***** JEU DE DONNÉES

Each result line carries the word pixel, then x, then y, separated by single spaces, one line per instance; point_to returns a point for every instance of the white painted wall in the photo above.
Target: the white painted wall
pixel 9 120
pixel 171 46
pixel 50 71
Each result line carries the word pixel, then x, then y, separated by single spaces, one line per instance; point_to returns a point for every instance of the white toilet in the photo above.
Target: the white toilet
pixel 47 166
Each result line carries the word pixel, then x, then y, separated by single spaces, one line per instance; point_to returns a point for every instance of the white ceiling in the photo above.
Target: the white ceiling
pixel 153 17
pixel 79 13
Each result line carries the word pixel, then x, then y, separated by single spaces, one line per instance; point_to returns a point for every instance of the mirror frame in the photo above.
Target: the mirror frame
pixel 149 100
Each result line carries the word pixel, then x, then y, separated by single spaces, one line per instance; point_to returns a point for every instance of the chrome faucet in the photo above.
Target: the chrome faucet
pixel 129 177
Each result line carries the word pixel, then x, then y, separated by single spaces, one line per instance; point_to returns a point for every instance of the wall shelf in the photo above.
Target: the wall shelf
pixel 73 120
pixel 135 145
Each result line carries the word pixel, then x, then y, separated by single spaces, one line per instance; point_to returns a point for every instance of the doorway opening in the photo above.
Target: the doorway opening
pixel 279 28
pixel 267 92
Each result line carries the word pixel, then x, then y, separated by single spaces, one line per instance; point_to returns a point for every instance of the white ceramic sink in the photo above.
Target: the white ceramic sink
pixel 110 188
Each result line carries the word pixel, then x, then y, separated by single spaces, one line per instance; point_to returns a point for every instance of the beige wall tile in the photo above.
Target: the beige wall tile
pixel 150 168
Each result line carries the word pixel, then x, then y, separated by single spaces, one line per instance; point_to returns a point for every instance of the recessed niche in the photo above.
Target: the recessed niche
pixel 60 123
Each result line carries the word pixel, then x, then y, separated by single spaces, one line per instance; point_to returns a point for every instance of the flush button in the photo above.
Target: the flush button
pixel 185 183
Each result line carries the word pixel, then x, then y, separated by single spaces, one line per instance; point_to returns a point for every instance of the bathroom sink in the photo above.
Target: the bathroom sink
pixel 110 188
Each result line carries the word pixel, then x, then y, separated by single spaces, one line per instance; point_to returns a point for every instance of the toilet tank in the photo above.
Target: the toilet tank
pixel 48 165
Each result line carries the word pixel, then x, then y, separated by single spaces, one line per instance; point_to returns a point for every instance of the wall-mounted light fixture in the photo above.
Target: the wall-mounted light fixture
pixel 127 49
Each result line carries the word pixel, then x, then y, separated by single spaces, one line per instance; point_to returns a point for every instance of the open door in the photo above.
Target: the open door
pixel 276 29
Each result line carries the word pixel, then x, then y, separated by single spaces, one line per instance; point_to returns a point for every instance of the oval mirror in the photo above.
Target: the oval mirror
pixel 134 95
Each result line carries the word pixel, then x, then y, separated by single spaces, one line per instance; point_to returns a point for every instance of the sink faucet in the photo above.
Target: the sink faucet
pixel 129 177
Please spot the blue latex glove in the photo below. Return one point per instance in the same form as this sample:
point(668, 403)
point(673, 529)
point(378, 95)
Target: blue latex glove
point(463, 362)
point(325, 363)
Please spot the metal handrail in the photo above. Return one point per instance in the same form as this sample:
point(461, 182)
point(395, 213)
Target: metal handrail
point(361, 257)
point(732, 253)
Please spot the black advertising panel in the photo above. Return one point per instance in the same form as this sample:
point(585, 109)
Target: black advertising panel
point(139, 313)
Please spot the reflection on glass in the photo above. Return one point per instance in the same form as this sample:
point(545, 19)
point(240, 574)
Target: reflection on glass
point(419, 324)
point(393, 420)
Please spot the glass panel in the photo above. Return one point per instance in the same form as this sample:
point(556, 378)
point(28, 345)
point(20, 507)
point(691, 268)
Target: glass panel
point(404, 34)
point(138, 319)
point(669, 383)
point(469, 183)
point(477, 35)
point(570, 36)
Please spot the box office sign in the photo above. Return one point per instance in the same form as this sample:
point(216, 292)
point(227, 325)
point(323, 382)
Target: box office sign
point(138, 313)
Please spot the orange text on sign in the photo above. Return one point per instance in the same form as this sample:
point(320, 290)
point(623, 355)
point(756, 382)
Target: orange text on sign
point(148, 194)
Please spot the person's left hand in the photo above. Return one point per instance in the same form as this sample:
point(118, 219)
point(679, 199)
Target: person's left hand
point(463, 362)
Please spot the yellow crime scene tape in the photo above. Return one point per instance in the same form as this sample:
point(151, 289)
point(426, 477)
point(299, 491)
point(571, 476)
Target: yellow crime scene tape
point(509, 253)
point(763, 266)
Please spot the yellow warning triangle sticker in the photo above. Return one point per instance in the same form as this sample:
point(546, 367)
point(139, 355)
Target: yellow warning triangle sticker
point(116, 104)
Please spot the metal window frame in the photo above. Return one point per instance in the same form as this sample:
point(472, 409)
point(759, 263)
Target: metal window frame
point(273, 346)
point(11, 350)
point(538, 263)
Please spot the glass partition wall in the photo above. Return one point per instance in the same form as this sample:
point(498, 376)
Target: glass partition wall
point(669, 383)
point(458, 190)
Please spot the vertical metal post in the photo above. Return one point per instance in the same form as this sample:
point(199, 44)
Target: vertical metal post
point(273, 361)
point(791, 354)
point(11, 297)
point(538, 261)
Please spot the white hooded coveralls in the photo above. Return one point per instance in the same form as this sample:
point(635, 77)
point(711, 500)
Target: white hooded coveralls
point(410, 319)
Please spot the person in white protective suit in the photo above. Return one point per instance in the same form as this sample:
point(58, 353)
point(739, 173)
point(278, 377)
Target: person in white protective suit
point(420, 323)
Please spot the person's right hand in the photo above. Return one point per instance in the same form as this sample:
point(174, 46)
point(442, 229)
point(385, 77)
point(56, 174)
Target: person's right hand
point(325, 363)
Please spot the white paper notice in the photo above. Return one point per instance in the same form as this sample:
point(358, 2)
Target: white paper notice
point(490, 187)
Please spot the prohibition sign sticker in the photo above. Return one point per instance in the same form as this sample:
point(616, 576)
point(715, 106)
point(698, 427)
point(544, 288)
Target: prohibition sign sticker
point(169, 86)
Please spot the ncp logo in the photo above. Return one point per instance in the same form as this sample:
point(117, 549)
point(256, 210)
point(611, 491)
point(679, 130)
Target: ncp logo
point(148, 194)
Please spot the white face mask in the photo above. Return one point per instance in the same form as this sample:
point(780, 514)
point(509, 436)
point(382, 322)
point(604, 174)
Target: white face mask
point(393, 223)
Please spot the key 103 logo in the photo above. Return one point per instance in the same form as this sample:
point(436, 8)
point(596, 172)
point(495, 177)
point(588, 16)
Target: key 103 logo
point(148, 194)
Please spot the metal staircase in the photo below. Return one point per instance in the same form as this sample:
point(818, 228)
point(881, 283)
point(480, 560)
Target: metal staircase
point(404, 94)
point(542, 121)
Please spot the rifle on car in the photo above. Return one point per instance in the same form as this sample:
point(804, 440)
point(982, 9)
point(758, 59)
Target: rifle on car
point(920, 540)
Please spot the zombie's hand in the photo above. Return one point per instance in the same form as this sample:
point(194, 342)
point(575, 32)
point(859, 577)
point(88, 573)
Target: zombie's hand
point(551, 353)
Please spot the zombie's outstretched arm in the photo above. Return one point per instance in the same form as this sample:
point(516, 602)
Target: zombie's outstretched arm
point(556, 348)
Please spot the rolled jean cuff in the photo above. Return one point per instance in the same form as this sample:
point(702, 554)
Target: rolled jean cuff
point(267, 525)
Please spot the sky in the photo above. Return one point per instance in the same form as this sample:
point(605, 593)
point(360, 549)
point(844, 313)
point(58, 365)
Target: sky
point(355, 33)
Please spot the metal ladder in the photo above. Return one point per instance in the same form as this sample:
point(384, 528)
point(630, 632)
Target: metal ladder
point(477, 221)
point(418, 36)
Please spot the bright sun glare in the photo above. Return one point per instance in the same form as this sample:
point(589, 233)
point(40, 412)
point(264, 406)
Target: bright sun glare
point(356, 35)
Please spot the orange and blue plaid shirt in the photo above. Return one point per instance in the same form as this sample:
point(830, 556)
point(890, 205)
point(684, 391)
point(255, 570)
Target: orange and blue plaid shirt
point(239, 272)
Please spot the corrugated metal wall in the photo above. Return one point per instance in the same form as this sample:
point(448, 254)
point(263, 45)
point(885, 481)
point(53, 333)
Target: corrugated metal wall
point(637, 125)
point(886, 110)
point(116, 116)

**********

- **CONSIGNE**
Convertissez en tableau Markdown les lignes des entrées, de celle qui contient "Please spot the metal handrail" jusqu'à celle qui contient "point(393, 420)", toutes deux incluses. Utilisez les colonnes "Numéro" et "Ligne de l'entrée", avec un numéro de rang par ligne, et ne gardez pas les lignes vides.

- **RÉSULTAT ATTENDU**
| Numéro | Ligne de l'entrée |
|---|---|
| 1 | Please spot the metal handrail in the photo above. Return one point per instance in the same form as this sample: |
| 2 | point(461, 182) |
| 3 | point(395, 213) |
| 4 | Target: metal handrail |
| 5 | point(361, 257) |
| 6 | point(732, 253) |
| 7 | Please spot the black advertising panel in the photo above. Return one point per instance in the same form as this sample: |
| 8 | point(585, 109) |
| 9 | Target: black advertising panel |
| 10 | point(139, 313) |
| 11 | Please spot the reflection on glass in the photo above. Return one point per instance in the same form as this sample: |
| 12 | point(545, 19) |
| 13 | point(240, 574) |
| 14 | Target: reflection on glass |
| 15 | point(419, 324) |
| 16 | point(393, 420) |